## Data records
::::
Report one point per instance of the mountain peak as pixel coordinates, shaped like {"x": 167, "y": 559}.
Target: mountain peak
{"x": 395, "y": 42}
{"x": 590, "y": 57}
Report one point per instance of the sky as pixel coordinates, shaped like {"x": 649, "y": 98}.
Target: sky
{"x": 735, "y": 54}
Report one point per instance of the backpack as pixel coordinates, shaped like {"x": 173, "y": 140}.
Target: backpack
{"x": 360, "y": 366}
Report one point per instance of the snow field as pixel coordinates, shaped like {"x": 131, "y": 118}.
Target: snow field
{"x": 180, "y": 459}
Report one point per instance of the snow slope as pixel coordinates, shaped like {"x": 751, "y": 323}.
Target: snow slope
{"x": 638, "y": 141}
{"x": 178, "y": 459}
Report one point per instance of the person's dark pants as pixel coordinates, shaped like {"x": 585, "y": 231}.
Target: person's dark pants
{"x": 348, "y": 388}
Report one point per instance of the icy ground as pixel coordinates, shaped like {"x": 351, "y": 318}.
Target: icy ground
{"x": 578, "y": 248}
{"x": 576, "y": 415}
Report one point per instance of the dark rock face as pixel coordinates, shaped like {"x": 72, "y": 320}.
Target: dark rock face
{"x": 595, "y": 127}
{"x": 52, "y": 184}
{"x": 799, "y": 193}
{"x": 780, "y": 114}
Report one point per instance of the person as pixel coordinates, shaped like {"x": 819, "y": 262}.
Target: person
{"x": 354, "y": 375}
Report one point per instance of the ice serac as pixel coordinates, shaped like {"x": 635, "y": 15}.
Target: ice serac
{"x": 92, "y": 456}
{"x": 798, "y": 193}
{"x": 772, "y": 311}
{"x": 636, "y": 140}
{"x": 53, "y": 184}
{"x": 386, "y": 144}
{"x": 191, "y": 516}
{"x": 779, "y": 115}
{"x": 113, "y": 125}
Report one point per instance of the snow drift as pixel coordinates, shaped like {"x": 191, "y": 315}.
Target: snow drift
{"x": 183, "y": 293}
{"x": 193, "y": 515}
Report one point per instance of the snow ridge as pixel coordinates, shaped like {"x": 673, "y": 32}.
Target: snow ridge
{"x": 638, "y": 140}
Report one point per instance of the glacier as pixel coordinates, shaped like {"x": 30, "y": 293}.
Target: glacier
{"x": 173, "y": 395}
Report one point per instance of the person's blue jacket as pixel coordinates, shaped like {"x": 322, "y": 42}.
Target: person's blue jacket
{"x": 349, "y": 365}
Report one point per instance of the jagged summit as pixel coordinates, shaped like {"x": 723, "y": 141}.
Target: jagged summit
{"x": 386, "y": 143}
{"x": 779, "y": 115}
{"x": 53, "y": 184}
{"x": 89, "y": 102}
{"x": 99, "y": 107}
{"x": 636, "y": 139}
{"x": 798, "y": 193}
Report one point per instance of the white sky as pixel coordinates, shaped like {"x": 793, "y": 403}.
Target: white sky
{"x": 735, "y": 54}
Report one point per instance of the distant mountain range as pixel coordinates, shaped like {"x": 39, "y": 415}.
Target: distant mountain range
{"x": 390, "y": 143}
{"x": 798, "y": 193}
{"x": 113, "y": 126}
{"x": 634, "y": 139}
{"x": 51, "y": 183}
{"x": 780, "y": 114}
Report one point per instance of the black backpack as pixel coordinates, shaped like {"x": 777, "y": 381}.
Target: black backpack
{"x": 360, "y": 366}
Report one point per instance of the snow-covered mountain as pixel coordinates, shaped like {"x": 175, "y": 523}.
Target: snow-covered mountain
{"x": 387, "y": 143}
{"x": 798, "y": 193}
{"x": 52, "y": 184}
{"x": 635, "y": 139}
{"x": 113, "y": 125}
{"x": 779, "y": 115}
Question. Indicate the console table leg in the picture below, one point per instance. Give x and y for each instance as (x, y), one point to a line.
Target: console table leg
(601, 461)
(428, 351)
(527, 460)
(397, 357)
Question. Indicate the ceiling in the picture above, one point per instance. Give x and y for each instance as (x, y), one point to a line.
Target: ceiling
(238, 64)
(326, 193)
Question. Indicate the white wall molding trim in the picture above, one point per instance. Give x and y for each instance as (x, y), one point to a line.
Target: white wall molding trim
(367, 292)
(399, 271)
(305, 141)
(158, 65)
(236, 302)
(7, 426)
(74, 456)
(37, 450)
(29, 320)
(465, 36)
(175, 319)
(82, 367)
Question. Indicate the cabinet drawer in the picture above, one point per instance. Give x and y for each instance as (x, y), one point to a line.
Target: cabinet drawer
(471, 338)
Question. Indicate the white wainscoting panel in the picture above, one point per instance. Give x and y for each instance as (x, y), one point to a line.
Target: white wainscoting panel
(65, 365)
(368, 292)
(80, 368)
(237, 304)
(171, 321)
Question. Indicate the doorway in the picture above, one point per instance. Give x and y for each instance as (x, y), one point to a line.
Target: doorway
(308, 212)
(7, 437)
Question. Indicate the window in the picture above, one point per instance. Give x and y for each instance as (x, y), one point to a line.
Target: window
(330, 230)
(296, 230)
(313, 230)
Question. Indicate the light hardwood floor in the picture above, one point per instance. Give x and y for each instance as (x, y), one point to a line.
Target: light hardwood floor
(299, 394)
::::
## Exercise requirements
Could you return exactly the stretch of the data above that starts at the line with "Report one point per instance of the dark" and ends at the line with "Report one point per instance of the person's blue", both lines included?

## Written response
Report one point per instance of the dark rock face as pixel coordinates, shaped like {"x": 72, "y": 320}.
Target: dark rock face
{"x": 595, "y": 127}
{"x": 52, "y": 184}
{"x": 799, "y": 193}
{"x": 780, "y": 114}
Report one point per instance of the person as pixel coordinates, shaped like {"x": 819, "y": 262}.
Target: person
{"x": 354, "y": 375}
Report one point per instance of the ice serac as pixel coordinates, shaped like {"x": 635, "y": 15}.
Target: ice serac
{"x": 92, "y": 456}
{"x": 798, "y": 193}
{"x": 772, "y": 311}
{"x": 636, "y": 140}
{"x": 53, "y": 184}
{"x": 386, "y": 144}
{"x": 191, "y": 516}
{"x": 779, "y": 115}
{"x": 113, "y": 125}
Report one point per instance of the snow drift as pixel coordinates, shaped like {"x": 191, "y": 315}.
Target: snow drift
{"x": 183, "y": 293}
{"x": 193, "y": 515}
Report one point per instance of the snow ridge as pixel coordinates, shaped like {"x": 673, "y": 32}.
Target: snow ridge
{"x": 638, "y": 140}
Report one point per instance of the glacier as pixel coordinates, shaped like {"x": 30, "y": 293}.
Target: glacier
{"x": 173, "y": 395}
Report one point per instance of the person's blue jacket as pixel coordinates, shaped like {"x": 322, "y": 42}.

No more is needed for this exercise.